> [EXERCISE TASK] Return all of the entries word for word, but omit the pictures they contain.

> [SUPPLIED INFORMATION]
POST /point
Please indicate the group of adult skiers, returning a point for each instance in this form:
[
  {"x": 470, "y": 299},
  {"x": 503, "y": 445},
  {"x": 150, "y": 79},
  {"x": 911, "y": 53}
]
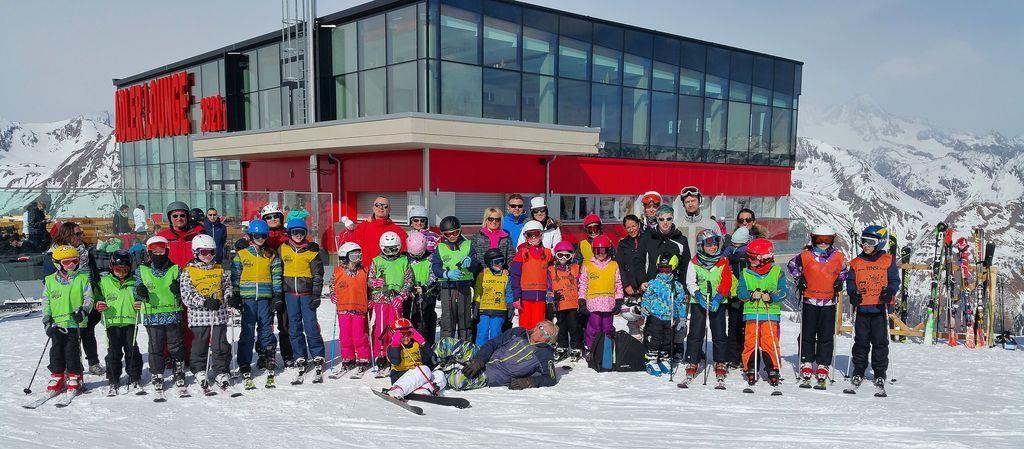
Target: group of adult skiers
[{"x": 514, "y": 299}]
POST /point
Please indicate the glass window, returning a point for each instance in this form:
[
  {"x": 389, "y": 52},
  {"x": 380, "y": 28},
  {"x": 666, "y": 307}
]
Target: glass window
[
  {"x": 346, "y": 95},
  {"x": 269, "y": 67},
  {"x": 636, "y": 72},
  {"x": 573, "y": 105},
  {"x": 461, "y": 86},
  {"x": 636, "y": 110},
  {"x": 538, "y": 98},
  {"x": 460, "y": 33},
  {"x": 690, "y": 82},
  {"x": 663, "y": 119},
  {"x": 401, "y": 84},
  {"x": 372, "y": 92},
  {"x": 501, "y": 94},
  {"x": 665, "y": 77},
  {"x": 501, "y": 43},
  {"x": 715, "y": 124},
  {"x": 401, "y": 35},
  {"x": 606, "y": 110},
  {"x": 606, "y": 66},
  {"x": 372, "y": 51},
  {"x": 739, "y": 128},
  {"x": 343, "y": 45},
  {"x": 573, "y": 58},
  {"x": 539, "y": 51}
]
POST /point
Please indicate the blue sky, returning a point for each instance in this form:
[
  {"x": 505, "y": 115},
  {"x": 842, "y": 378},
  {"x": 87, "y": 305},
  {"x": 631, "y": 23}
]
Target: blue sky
[{"x": 960, "y": 65}]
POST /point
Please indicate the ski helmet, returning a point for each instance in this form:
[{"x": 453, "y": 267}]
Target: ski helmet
[
  {"x": 416, "y": 244},
  {"x": 390, "y": 244}
]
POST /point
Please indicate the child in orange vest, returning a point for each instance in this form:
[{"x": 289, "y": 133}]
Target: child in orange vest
[
  {"x": 601, "y": 288},
  {"x": 564, "y": 279}
]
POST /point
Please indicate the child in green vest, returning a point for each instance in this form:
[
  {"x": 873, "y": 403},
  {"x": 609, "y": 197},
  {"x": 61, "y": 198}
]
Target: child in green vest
[
  {"x": 157, "y": 286},
  {"x": 120, "y": 314},
  {"x": 69, "y": 300},
  {"x": 762, "y": 288}
]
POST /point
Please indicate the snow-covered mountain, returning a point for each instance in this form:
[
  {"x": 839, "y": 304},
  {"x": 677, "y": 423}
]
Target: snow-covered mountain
[
  {"x": 71, "y": 163},
  {"x": 858, "y": 164}
]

> [REPLY TO THE EXERCISE]
POST /point
Please indicate the group of adult skiers, returning a point for each instance in this form:
[
  {"x": 470, "y": 299},
  {"x": 503, "y": 445},
  {"x": 150, "y": 79},
  {"x": 911, "y": 53}
]
Target: group of adult skiers
[{"x": 514, "y": 299}]
POST /point
Please indicate the glass window, returning a point for each instance in this form:
[
  {"x": 389, "y": 52},
  {"x": 380, "y": 28},
  {"x": 666, "y": 307}
]
Target: glass window
[
  {"x": 346, "y": 95},
  {"x": 269, "y": 67},
  {"x": 636, "y": 72},
  {"x": 573, "y": 105},
  {"x": 461, "y": 86},
  {"x": 636, "y": 110},
  {"x": 538, "y": 98},
  {"x": 460, "y": 33},
  {"x": 690, "y": 82},
  {"x": 663, "y": 119},
  {"x": 401, "y": 84},
  {"x": 372, "y": 92},
  {"x": 501, "y": 94},
  {"x": 665, "y": 77},
  {"x": 501, "y": 43},
  {"x": 715, "y": 124},
  {"x": 401, "y": 35},
  {"x": 606, "y": 110},
  {"x": 606, "y": 66},
  {"x": 372, "y": 51},
  {"x": 739, "y": 128},
  {"x": 343, "y": 45},
  {"x": 573, "y": 58},
  {"x": 539, "y": 51}
]
POST /point
Please indicate the blue sky, returning a point for each instance in this form:
[
  {"x": 505, "y": 115},
  {"x": 842, "y": 378},
  {"x": 87, "y": 305},
  {"x": 631, "y": 23}
]
Target: blue sky
[{"x": 960, "y": 65}]
POST /point
Please indicate the ski helmet, returning a point for each instance in this form:
[{"x": 453, "y": 267}]
Target: ski helmet
[
  {"x": 416, "y": 244},
  {"x": 390, "y": 244}
]
POST /point
Please indicate the child in orange vest, returning a point for each instance in this form:
[{"x": 289, "y": 133}]
Target: child in orange vest
[
  {"x": 601, "y": 288},
  {"x": 564, "y": 279}
]
POST /point
Please indicate the child in green vest, returning a point for each instance in this form:
[
  {"x": 873, "y": 403},
  {"x": 609, "y": 197},
  {"x": 61, "y": 198}
]
Target: child in green vest
[
  {"x": 157, "y": 286},
  {"x": 120, "y": 314},
  {"x": 69, "y": 300},
  {"x": 762, "y": 288}
]
POST /point
Please indicate the snow-covered mountain, returning a point for each instance in this form:
[
  {"x": 839, "y": 304},
  {"x": 677, "y": 423}
]
Target: snow-covered mountain
[
  {"x": 71, "y": 163},
  {"x": 858, "y": 164}
]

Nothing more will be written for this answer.